[Start Text segment]

LSE ME204 (2023)

Data Engineering for the Social World

Author

Week 01

🗓️ Day 01
(Mon 10 Jul)

🧑‍🏫 Lecture

The Data Science Toolbox

💻 Lab

Recap of base R and tidyverse fundamentals

📖 Revise

Click to see if you’re caught up
  • Ensure you have R and RStudio installed on your computer
  • Read (Grolemund 2014, chap. 2) if you need a refresher on R basics
  • Ensure you have installed tidyverse
  • Download the dplyr cheatsheet (Cetinkaya-Rundel 2023) and keep it handy for reference.
  • Revisit base R vs tidyverse syntax equivalence
  • Skim the textbook references mentioned in the slides to find out more about the topics covered in the lecture.
  • Take note of any concepts that might remain unclear to you even after the lab and bring them to the next lecture.

🗓️ Day 02
(Tue 11 Jul)

🧑‍🏫 Lecture

Data types and common file formats
(CSV, JSON, XML, YAML, and more)

💻 Lab

Manipulating XML files

📖 Revise

Click to see if you’re caught up

Do a bit of self-checking:

Would you be able to explain in simple terms what the following dplyr functions do?

  • select()
  • filter()
  • arrange()
  • summarise()
  • mutate()

If the answer is no, refer to (Wickham and Grolemund 2016, chap. 5) (this book is available for free online). You can also refer to the dplyr documentation and the dplyr cheatsheet.

XML

  • Revisit the code your class instructor shared on Part 2 of the lab (🧑🏻‍🏫 TEACHING MOMENT).

[End Text segment]

Set task a:
In the course schedule, what is the topic of the Day 02 lab?
The records have no connection to the course schedule.

[Start Exercise material]

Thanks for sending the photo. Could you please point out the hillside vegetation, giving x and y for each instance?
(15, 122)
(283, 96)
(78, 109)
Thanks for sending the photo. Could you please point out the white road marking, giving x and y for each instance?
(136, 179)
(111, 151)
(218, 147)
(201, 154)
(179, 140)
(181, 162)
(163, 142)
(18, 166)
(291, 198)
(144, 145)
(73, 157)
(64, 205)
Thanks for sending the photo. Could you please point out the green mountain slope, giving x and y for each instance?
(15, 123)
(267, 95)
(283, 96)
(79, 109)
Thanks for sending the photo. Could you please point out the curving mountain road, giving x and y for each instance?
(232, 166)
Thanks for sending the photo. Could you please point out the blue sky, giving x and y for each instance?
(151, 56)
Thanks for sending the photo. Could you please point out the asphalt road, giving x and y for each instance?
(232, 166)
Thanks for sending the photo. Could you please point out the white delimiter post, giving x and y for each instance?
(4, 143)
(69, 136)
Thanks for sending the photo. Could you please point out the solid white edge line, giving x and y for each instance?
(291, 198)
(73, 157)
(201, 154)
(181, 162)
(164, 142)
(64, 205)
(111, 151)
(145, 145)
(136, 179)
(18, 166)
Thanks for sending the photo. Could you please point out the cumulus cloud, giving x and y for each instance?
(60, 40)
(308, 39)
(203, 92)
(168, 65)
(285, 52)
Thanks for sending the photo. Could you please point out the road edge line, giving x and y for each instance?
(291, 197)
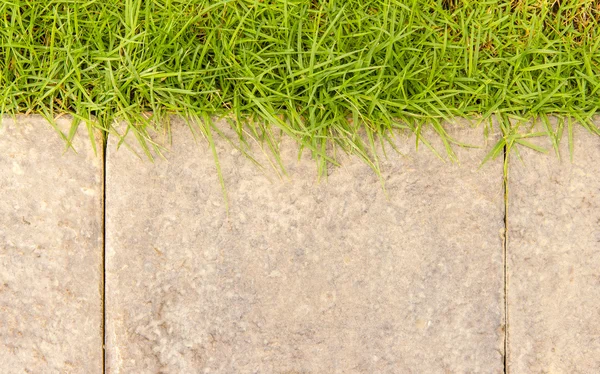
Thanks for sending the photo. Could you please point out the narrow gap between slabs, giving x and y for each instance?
(104, 253)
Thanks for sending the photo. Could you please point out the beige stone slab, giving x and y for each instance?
(50, 250)
(554, 259)
(304, 276)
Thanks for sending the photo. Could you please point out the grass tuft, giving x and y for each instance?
(340, 74)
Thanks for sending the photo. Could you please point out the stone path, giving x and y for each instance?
(50, 250)
(300, 276)
(554, 260)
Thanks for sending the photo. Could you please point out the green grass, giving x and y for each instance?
(327, 73)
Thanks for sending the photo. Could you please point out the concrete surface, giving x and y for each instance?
(302, 276)
(554, 259)
(50, 250)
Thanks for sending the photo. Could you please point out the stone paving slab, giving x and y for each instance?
(553, 256)
(50, 250)
(303, 276)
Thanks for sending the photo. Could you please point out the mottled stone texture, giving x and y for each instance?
(304, 276)
(554, 259)
(50, 250)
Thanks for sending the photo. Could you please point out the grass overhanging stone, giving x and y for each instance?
(342, 74)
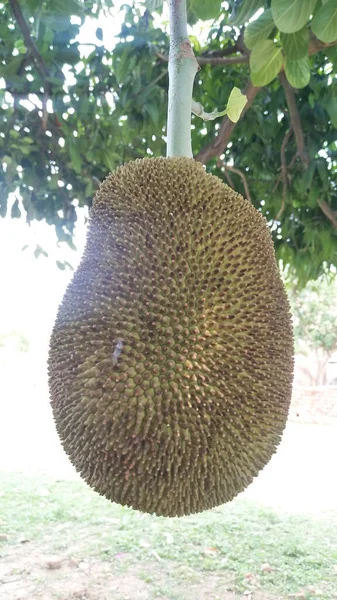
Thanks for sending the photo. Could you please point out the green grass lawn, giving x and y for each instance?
(232, 542)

[End Exercise material]

Set task b:
Copy the records word for word, starting at the line that contains "surface, giving x and y for each instance?" and running through the end of the records, and leave out the pictures.

Finished answer a:
Manipulating XML files.

Finished answer b:
Thanks for sending the photo. Could you please point out the concrete surface, giving x and y for each instance?
(302, 276)
(554, 259)
(50, 250)
Thanks for sending the photo. Could you please point out the stone paving slab, giving x and y for each instance?
(553, 256)
(50, 250)
(303, 276)
Thanks for sending the photo. Could you please point out the mottled stone texture, giving x and y for each instance?
(304, 276)
(554, 259)
(50, 250)
Thanks for sending the photo. Could you please point out the grass overhanging stone, giving x and y for each instance?
(342, 74)
Thanks for sending the photo. Could you please point out the green grass lawn, giving x and y for each instance?
(232, 542)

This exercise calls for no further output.